→ EXERCISE TASKS
**a)** Using the lab training overview, decide whether each statement agrees with it: (i) lab alumni have gone on to doctoral positions in Paris, Stockholm, Bonn, and Berlin; (ii) the organoid platform uses two-dimensional human tumor models; (iii) the clinical collaborators are part of the NCT and DKTK network. For each, answer yes or no and quote the deciding words.
**b)** According to the lab training overview, what does close integration with clinical collaborators give the lab access to?
**c)** Please turn the paragraph of the lab training overview that begins "We emphasize conceptual clarity" into a short list that keeps its main facts.

→ SOURCE PASSAGE
<<<<

We train scientists to think mechanistically about immune regulation in complex human tissues. Our work integrates systems immunology, spatial proteomics, and metabolic modeling with a strong focus on human cancer and translational relevance.
Trainees in the lab work on clinically grounded questions such as: How do metabolic niches shape immune cell fate? How do tumor and stromal interactions reprogram immune metabolism? Which spatially organized metabolic states predict response to immunotherapy?
To address these questions, lab members are trained across complementary experimental and computational platforms:
Our organoid platform enables trainees to move from descriptive spatial profiling in patient tissues to mechanistic perturbation experiments in genetically controlled, three-dimensional human tumor models, and to test how metabolic interventions alter immune function.
Close integration with clinical collaborators within the NCT and DKTK network provides access to well-annotated patient cohorts and translational endpoints. Projects frequently combine large clinical sample sets with controlled experimental systems, fostering a bidirectional exchange between discovery and validation
We emphasize conceptual clarity, quantitative rigor, and scientific independence. Trainees are expected to design hypothesis-driven studies, engage deeply with computational analysis, and contribute to the development of new technologies and analytical frameworks.
Alumni from the lab have transitioned to competitive doctoral positions at leading research institutions in Paris, Stockholm, Bonn, and Berlin.

>>>>

[Records from a dataset]
<<<<

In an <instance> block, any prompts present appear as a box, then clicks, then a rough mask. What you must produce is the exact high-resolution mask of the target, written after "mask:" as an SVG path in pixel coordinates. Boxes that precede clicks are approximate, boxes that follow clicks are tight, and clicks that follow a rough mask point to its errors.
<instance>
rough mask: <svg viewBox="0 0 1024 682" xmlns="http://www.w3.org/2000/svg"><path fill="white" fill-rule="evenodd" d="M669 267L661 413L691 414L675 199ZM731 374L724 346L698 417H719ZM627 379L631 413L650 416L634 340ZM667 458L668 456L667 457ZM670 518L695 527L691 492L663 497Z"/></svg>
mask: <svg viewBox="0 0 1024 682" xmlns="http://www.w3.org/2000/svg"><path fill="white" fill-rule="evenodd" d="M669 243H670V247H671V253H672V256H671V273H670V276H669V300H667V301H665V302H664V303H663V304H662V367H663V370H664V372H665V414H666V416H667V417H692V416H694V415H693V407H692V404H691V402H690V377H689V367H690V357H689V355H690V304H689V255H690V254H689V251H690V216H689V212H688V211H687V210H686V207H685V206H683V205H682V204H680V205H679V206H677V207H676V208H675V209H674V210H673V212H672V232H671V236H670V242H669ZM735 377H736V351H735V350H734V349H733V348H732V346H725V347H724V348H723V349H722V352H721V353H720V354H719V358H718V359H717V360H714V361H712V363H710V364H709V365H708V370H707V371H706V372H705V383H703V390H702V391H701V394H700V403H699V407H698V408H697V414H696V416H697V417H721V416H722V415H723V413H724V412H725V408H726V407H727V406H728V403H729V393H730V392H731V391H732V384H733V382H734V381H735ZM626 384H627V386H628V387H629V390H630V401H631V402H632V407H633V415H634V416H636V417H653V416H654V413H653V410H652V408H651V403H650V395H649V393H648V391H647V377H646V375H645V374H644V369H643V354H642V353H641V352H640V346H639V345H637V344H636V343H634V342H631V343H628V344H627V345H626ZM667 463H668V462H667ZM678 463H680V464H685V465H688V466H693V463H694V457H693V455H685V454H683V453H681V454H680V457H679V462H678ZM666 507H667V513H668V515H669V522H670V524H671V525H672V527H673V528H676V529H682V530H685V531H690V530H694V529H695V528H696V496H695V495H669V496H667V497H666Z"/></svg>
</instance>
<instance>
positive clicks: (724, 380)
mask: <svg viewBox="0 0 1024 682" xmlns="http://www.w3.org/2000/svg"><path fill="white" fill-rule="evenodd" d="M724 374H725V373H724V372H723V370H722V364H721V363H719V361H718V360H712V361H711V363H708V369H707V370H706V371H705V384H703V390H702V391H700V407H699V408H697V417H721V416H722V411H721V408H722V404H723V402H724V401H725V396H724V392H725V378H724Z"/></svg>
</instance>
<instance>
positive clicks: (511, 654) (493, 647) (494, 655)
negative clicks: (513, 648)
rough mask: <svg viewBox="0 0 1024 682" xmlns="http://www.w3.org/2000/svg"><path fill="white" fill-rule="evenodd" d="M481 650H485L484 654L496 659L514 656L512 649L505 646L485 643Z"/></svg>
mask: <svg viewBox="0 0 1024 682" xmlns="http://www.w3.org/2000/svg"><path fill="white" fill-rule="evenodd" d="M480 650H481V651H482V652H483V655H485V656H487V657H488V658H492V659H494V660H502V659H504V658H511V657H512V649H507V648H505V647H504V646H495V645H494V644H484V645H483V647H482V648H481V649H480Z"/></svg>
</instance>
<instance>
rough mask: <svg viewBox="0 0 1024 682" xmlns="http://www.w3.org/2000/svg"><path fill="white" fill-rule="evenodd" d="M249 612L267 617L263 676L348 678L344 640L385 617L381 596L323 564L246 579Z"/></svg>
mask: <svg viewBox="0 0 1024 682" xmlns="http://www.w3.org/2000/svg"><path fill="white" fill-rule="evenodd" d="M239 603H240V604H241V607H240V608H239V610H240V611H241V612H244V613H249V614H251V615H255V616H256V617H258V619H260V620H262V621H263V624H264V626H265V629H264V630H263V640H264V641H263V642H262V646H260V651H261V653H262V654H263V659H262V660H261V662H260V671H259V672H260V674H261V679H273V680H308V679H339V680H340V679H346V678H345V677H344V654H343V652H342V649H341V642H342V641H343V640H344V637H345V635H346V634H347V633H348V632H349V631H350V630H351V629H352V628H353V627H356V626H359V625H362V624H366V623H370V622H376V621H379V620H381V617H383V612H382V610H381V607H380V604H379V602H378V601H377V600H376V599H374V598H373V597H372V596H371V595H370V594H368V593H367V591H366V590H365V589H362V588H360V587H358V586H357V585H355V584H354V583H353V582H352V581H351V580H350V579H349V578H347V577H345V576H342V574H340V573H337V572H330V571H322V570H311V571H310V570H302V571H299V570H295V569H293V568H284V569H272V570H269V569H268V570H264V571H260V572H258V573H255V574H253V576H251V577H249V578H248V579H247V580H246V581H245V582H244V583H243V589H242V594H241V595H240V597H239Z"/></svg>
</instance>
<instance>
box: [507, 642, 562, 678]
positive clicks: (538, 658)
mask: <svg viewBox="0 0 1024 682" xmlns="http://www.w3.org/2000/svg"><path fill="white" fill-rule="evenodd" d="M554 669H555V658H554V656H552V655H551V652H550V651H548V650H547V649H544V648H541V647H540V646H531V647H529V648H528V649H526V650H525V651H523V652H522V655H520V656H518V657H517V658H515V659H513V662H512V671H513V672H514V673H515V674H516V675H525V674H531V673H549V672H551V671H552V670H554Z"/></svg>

>>>>

→ RESPONSES PER TASK
**a)**
(i) Yes: "Alumni from the lab have transitioned to competitive doctoral positions at leading research institutions in Paris, Stockholm, Bonn, and Berlin."
(ii) No: "three-dimensional human tumor models"
(iii) Yes: "Close integration with clinical collaborators within the NCT and DKTK network"

**b)** Well-annotated patient cohorts and translational endpoints.

**c)**
- Emphasis: conceptual clarity, quantitative rigor, scientific independence
- Trainees design hypothesis-driven studies
- Trainees engage deeply with computational analysis
- Trainees help develop new technologies and analytical frameworks